> _Dataset rows_
▽

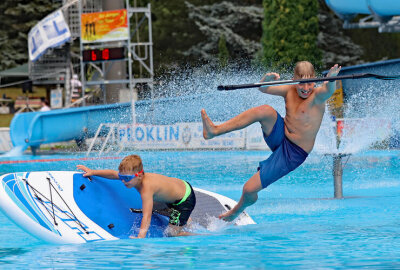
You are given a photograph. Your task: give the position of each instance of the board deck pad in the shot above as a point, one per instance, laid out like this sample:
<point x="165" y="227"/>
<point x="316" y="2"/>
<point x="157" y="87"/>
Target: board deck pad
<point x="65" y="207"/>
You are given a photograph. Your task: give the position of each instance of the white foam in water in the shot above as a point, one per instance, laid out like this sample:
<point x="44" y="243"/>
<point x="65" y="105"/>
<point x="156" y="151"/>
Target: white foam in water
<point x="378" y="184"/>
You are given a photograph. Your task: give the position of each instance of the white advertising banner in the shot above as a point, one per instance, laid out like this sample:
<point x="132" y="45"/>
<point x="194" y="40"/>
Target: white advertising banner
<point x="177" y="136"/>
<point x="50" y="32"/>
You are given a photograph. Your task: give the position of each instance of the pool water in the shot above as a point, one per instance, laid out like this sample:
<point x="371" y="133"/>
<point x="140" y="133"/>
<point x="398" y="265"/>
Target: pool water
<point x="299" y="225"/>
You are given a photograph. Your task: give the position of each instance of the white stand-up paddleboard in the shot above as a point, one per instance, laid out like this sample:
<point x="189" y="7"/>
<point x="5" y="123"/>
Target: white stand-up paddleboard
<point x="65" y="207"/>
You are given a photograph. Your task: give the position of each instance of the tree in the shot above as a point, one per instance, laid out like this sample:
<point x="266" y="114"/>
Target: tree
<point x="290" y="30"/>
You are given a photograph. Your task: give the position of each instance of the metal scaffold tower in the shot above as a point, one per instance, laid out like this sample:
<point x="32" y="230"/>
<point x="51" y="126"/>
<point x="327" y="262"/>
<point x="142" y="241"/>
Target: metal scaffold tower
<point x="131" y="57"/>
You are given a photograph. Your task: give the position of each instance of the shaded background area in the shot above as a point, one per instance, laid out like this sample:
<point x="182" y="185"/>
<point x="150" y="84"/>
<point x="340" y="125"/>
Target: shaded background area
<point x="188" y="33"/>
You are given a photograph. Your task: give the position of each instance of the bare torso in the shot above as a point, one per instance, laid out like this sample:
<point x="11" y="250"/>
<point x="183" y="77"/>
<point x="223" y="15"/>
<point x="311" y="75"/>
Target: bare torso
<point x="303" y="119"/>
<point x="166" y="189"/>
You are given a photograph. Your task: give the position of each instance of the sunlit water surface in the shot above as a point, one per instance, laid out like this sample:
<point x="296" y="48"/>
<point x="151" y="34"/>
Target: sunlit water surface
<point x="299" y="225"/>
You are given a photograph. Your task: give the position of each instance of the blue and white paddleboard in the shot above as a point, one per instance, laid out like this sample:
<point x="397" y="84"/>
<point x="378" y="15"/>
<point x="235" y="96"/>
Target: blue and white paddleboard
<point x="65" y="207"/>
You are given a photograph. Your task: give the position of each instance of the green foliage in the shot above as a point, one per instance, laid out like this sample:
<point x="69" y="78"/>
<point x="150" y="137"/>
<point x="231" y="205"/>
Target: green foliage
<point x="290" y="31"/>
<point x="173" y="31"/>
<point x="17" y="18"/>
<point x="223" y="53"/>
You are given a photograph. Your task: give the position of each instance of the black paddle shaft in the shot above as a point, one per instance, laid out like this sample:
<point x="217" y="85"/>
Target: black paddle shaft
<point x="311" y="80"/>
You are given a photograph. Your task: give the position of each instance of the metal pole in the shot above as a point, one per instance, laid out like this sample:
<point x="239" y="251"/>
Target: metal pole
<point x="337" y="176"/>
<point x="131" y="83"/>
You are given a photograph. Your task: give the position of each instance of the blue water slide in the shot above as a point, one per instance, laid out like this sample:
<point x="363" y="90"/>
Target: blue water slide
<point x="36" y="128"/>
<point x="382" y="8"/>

△
▽

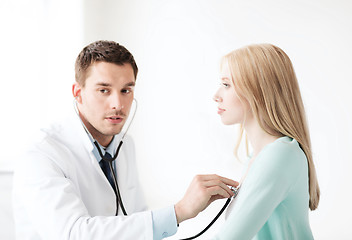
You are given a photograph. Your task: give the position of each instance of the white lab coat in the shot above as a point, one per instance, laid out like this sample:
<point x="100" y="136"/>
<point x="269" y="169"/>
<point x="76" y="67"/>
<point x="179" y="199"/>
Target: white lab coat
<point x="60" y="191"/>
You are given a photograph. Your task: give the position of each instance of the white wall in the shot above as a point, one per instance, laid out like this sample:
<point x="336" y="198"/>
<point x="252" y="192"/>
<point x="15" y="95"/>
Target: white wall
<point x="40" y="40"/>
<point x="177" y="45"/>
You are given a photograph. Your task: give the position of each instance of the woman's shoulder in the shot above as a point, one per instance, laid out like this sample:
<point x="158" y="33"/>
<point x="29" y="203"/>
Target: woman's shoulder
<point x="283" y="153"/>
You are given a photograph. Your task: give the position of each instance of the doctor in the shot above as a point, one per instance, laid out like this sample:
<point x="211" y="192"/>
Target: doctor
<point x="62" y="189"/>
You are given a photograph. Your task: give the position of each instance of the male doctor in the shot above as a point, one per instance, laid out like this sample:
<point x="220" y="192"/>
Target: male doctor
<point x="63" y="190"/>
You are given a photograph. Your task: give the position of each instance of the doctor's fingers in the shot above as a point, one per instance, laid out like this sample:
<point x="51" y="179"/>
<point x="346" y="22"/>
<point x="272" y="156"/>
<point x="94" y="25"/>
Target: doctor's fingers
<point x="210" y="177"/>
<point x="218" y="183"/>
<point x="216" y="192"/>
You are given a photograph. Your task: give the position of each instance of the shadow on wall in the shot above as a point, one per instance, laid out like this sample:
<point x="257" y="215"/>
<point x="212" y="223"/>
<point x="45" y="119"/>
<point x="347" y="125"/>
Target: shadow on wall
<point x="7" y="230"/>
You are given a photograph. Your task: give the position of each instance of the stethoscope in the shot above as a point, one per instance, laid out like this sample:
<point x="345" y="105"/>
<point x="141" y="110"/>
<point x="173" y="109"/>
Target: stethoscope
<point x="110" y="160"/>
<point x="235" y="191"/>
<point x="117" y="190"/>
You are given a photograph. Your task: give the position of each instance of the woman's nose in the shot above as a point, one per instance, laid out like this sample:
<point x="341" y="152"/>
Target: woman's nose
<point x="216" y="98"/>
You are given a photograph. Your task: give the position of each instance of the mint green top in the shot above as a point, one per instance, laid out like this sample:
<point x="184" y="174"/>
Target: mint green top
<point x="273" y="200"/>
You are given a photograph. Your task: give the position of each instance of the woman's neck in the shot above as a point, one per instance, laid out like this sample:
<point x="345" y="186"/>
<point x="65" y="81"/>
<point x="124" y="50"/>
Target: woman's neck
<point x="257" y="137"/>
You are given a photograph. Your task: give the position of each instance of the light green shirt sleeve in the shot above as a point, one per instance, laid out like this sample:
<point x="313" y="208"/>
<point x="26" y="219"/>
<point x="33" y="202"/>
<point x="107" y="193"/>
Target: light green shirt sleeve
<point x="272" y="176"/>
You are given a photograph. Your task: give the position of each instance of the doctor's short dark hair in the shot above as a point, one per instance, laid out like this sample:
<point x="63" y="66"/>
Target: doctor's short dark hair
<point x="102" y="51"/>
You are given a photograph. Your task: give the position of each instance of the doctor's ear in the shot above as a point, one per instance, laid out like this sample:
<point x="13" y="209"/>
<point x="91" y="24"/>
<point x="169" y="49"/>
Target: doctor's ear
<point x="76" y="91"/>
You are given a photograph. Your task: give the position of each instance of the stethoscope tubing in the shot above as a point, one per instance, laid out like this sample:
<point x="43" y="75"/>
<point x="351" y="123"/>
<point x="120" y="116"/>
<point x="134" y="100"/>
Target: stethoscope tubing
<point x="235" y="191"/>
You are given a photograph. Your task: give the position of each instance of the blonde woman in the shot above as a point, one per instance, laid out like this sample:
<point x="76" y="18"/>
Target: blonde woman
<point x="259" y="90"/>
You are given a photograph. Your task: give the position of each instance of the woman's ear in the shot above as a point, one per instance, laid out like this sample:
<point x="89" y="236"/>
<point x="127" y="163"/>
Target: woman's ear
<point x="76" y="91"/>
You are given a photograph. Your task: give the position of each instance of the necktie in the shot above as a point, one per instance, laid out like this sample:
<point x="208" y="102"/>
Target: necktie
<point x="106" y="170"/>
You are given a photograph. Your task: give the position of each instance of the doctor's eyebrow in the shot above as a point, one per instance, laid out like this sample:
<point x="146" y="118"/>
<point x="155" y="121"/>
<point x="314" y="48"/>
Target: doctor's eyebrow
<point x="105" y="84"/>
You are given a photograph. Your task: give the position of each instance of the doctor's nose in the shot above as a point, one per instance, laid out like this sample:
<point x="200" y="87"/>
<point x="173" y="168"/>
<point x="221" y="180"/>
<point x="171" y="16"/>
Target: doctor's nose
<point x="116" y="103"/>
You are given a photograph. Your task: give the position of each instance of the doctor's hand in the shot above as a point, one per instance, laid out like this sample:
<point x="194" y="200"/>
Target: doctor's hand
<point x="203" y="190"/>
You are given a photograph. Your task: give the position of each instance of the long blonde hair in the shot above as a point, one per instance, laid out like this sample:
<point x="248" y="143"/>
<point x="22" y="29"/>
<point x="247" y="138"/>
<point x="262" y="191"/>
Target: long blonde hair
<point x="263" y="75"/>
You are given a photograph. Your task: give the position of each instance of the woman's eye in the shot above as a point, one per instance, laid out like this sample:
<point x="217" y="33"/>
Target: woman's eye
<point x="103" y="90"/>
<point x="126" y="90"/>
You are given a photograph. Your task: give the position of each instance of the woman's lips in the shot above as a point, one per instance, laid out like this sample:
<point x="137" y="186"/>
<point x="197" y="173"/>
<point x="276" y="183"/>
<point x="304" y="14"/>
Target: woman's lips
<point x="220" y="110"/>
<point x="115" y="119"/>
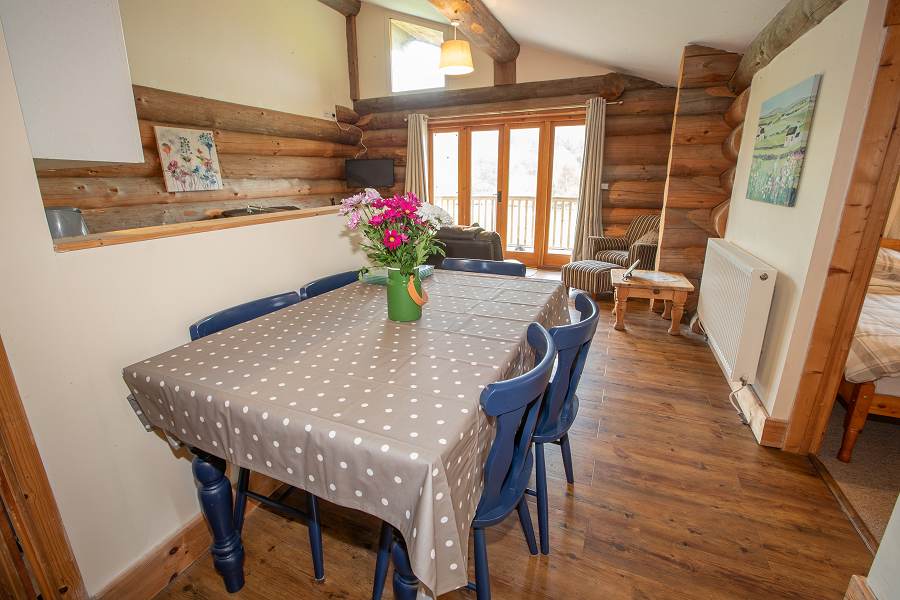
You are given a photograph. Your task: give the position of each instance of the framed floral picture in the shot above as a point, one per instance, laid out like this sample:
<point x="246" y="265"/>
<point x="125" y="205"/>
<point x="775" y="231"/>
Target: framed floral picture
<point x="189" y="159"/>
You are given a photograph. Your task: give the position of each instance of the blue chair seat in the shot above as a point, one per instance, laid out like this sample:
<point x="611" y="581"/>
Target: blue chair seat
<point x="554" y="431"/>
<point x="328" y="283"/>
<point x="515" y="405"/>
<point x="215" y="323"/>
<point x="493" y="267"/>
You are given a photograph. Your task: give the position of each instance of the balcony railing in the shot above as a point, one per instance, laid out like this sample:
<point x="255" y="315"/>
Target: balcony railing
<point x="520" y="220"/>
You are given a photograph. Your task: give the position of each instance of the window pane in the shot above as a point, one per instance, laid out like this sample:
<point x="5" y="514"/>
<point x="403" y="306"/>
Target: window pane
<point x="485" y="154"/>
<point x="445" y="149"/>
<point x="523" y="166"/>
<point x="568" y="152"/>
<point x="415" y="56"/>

△

> _Task directions_
Pick out every line in the items above that contains the word "balcony", matching case exactly, and copy each one.

> _Completed task_
You are given a photograph. Your task: give the position of each instance of the balcony railing in the shot above as a point, one per instance, laid out like this sample:
Target: balcony railing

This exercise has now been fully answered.